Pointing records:

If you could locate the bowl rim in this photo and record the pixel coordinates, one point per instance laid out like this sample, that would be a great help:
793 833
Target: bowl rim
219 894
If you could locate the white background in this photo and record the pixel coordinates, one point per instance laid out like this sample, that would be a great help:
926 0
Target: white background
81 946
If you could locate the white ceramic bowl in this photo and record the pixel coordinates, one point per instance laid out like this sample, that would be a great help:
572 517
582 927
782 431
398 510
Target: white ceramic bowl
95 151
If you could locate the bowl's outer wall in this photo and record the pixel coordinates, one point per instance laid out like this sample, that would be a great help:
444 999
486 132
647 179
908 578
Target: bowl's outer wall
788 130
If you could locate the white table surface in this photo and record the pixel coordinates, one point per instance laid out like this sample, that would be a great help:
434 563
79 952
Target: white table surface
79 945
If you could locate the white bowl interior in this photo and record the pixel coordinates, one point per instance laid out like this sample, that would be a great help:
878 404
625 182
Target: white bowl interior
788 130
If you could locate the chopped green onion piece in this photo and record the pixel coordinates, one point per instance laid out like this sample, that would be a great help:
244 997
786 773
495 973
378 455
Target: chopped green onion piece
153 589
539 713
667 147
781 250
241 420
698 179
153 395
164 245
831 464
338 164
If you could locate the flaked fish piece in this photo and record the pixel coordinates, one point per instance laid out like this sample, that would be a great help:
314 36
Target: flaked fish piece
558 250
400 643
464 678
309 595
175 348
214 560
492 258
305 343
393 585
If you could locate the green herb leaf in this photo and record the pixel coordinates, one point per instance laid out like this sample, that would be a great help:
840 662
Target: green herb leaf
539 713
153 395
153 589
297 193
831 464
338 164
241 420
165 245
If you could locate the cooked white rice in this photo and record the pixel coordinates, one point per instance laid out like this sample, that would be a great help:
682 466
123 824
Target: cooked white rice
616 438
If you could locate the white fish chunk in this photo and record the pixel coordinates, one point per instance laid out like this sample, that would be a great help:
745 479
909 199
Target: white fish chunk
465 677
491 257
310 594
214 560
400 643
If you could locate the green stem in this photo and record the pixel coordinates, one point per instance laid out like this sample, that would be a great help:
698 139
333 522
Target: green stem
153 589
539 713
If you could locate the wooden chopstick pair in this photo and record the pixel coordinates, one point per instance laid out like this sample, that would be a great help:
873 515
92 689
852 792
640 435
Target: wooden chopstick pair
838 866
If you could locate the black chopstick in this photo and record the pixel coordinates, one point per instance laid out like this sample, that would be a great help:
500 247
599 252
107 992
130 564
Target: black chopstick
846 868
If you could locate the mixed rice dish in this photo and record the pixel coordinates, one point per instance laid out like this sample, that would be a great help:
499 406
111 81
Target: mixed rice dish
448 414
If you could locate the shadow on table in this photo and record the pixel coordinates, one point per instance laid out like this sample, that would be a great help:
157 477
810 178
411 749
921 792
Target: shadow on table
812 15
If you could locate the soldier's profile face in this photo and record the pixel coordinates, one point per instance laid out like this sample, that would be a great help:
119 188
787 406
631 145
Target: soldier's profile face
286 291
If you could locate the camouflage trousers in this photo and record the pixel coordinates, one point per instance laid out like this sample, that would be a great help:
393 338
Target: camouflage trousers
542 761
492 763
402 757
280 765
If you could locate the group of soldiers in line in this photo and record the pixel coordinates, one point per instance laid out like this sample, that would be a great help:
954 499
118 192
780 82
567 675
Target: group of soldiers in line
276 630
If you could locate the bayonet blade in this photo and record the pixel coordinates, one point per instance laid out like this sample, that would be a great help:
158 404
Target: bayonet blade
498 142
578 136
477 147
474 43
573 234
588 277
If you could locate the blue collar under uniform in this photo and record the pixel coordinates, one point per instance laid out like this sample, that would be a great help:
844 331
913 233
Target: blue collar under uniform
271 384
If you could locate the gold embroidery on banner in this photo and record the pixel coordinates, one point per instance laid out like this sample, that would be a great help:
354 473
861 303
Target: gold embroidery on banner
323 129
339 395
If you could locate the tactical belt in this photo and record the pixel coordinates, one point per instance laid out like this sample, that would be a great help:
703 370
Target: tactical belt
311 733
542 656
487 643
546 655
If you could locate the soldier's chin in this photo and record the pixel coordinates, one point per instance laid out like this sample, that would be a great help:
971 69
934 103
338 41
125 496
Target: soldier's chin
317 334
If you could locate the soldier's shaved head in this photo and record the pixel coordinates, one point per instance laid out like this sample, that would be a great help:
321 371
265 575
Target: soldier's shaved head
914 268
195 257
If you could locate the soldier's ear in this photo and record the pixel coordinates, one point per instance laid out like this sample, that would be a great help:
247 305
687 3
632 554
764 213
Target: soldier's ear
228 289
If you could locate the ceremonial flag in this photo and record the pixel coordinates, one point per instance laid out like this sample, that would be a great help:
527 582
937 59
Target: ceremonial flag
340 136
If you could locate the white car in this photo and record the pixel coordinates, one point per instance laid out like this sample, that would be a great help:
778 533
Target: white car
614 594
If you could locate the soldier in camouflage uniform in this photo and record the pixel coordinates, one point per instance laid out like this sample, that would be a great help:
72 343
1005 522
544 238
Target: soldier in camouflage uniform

...

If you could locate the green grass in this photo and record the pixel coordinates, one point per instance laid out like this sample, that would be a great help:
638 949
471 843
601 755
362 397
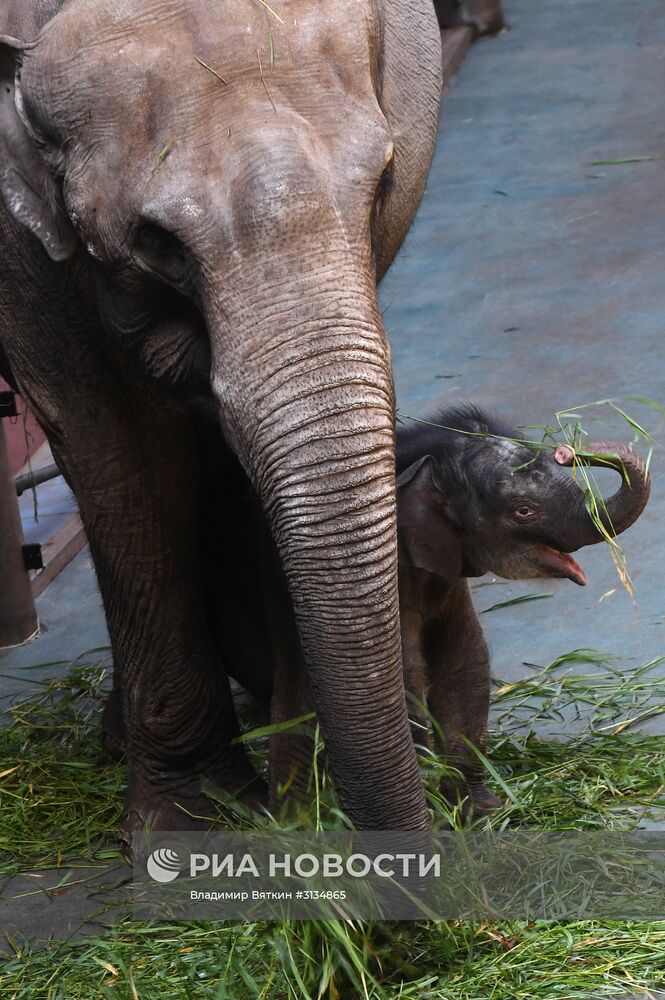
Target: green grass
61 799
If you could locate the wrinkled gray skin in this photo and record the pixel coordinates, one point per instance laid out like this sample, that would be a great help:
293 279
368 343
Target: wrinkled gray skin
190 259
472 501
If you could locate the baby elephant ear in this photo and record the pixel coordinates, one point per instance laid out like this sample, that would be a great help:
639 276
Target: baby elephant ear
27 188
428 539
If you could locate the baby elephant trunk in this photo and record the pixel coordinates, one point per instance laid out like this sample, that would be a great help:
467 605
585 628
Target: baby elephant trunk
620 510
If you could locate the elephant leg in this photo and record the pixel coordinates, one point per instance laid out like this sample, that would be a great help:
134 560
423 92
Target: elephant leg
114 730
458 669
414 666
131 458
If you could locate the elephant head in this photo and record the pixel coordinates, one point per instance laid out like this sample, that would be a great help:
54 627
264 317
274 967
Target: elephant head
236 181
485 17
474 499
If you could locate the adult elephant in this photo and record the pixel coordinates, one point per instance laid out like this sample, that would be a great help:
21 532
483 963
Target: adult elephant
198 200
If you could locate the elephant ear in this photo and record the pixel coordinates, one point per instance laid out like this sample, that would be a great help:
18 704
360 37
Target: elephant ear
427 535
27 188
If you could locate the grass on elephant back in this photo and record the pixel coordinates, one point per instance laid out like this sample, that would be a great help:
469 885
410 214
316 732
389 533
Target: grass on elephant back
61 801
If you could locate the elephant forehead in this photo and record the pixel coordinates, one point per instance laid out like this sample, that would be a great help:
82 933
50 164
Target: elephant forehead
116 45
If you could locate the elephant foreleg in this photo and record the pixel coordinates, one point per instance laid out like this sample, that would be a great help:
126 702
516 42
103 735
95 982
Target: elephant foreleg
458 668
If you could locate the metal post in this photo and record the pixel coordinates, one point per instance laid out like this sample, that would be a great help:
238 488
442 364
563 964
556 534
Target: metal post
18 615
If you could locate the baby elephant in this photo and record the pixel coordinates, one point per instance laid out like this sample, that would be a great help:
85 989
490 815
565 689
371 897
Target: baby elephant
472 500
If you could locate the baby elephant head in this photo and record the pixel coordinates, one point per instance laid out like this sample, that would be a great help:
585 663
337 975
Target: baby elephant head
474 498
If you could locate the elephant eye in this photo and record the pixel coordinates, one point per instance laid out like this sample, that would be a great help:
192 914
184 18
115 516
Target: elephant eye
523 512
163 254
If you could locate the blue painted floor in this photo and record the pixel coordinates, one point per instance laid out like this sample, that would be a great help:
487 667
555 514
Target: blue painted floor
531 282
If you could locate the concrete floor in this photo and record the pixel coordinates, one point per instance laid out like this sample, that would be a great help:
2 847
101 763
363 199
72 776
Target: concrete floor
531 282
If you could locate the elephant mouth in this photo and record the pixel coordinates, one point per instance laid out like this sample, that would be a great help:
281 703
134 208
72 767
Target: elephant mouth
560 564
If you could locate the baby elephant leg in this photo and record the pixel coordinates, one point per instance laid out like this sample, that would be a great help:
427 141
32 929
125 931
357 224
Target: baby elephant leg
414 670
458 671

__BRIEF__. Select and copy every line of the data above that contains the string "belt".

__REPLY TO THE TASK__.
If you could locate the tactical belt in this photo and record the pixel coordinates, one point per instance laid out like this sample, that would be a great help:
Target: tactical belt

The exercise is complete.